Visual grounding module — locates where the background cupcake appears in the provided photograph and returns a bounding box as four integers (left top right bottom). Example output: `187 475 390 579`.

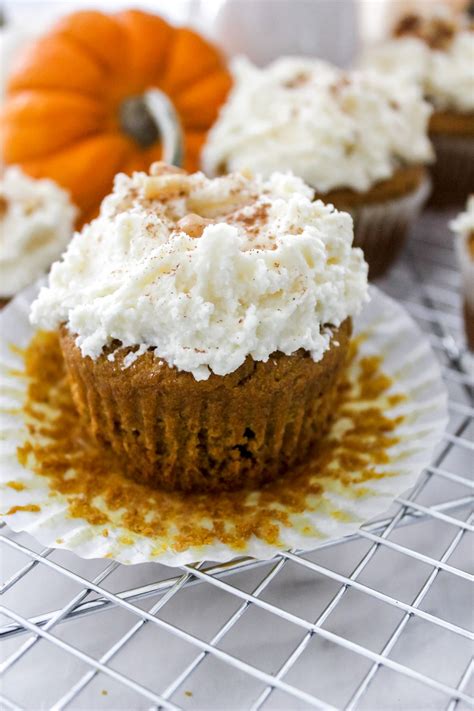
32 166 367 490
364 3 474 205
451 195 474 351
203 58 432 277
0 167 77 301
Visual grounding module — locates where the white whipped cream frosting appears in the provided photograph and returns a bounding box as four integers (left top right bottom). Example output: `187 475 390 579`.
450 195 474 308
362 29 474 113
31 173 368 380
0 166 77 297
202 57 433 194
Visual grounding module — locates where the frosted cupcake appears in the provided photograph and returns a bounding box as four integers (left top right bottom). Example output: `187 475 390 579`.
203 58 432 277
364 9 474 205
31 164 368 490
0 167 77 302
451 195 474 351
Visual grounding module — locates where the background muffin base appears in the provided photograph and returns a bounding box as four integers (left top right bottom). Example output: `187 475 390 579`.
430 112 474 207
60 319 351 491
316 166 430 279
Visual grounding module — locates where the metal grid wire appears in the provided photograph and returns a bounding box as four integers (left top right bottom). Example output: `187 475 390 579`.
0 212 474 711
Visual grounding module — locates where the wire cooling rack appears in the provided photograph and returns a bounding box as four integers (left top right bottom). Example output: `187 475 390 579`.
0 207 474 711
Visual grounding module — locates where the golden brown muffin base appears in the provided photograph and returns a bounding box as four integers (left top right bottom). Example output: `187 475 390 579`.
429 111 474 137
429 121 474 208
463 299 474 353
315 165 426 204
317 165 428 279
60 319 351 491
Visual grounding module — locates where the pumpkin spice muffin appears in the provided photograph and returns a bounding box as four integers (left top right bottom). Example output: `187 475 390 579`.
363 3 474 206
451 195 474 351
0 166 77 303
31 164 367 491
203 57 432 277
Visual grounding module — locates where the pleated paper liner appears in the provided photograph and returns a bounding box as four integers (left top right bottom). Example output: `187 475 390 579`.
0 287 447 566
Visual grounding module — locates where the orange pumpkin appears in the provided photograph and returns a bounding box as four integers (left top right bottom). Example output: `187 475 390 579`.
0 10 231 219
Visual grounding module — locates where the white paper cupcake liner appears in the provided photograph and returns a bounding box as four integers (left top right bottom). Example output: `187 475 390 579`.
430 134 474 207
0 287 447 566
349 178 431 279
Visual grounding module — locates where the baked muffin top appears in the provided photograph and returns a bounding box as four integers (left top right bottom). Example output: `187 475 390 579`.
31 164 368 380
0 166 77 297
362 3 474 113
202 57 432 194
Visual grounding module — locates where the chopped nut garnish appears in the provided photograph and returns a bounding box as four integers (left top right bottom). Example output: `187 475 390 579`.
393 13 458 50
144 173 190 200
176 212 212 238
283 72 310 89
149 160 186 175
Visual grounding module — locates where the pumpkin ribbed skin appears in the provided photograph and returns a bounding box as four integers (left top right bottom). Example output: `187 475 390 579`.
0 10 231 219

○ ○ ○ ○ ○ ○ ○

Directive:
Rewrite all the rows above, changing each "photograph" to "image" and keeping everything else the same. Leave the pictures out.

Exercise response:
Visual grounding module — locates where the background cupcake appears in the provided image and returns a bounding box as four integers (left top right bottom). Example output: `187 475 390 579`.

32 166 367 490
364 3 474 205
451 195 474 351
203 58 432 277
0 167 77 301
Visual grounding module — locates where the white whipped cream frosting appears in the provided image and returns a bounding box as four integers (left top right bottom). Example output: `187 475 390 579`.
450 195 474 308
362 29 474 113
31 173 368 380
0 166 77 297
202 57 433 194
Visual grounding module — locates where the frosted cupcake appears in the provided image and returns a bounding box as four integers (left top right bottom). Example output: `187 475 390 579`.
203 58 432 277
364 9 474 205
31 164 368 490
0 167 77 302
451 195 474 351
Visual grounding module — locates where the background muffin base appears in the provided image and returns a bounding box as four integers (left top right bottom). Example output: `187 475 390 579`.
430 112 474 207
60 319 351 491
316 166 430 279
Visual grounding module — locates where the metal grid wire appears in the provided image and returns a bounding box as four integers (left top right bottom). Example output: `187 475 390 579`.
0 212 474 711
Visual grounding module — locates where the wire cooling rack appears in the provided image and returns a bounding box as four integers (left top right bottom). Example output: `187 475 390 579`.
0 207 474 711
Visual grounding module — locates where the golden brown muffin base appears in the provided image and returns a bounding box as four integers (left top right bottom). Example output: `187 475 390 579`.
429 111 474 137
429 121 474 208
463 299 474 353
315 165 426 204
317 165 428 279
60 319 351 491
Visual grounding module — locates where the pumpkin spice muffin appears in the provided image and returns a bounding box as four integers (left top right bottom). Example output: `187 475 390 579`.
363 3 474 206
451 195 474 351
0 166 77 303
31 164 367 491
203 57 432 277
Visual grounding module — locates where the pleated paper liner appears in the provided image and returns a bounding box as four integers (left top right bottom). Example output: `187 475 390 579`.
0 287 447 566
Visual grounding module — locates where the orange pumpkin appears in the provided image and returns a bounding box as four integers (left top right bottom). Example output: `187 475 390 579`.
0 10 231 219
Visual grounding module — locates where the white paper cupcake liner appears in the provided image and returns a bounding box as four integers (left top right bottom). Example output: `187 475 390 579`.
430 134 474 207
0 287 447 566
349 178 431 279
Visual grounding module — locates where the baked muffin top appears in the provided image and returns a bounding box as four integers (left top right bottom). Example output: `187 475 390 579`.
31 164 368 380
0 166 77 297
362 3 474 113
202 57 432 194
Visual grounding module — locates where the chopped nut garnish appears in the provided image and returns a bounding box as four integers (left top right bottom). Example output: `187 475 390 579`.
393 13 458 50
144 173 190 200
176 212 212 238
283 72 310 89
149 160 186 175
Visual grounding module — locates where the pumpkin ribbed skin appears in the provided image and returns a bounding box as four integers (left top right bottom). Example output: `187 475 390 579`.
0 10 231 219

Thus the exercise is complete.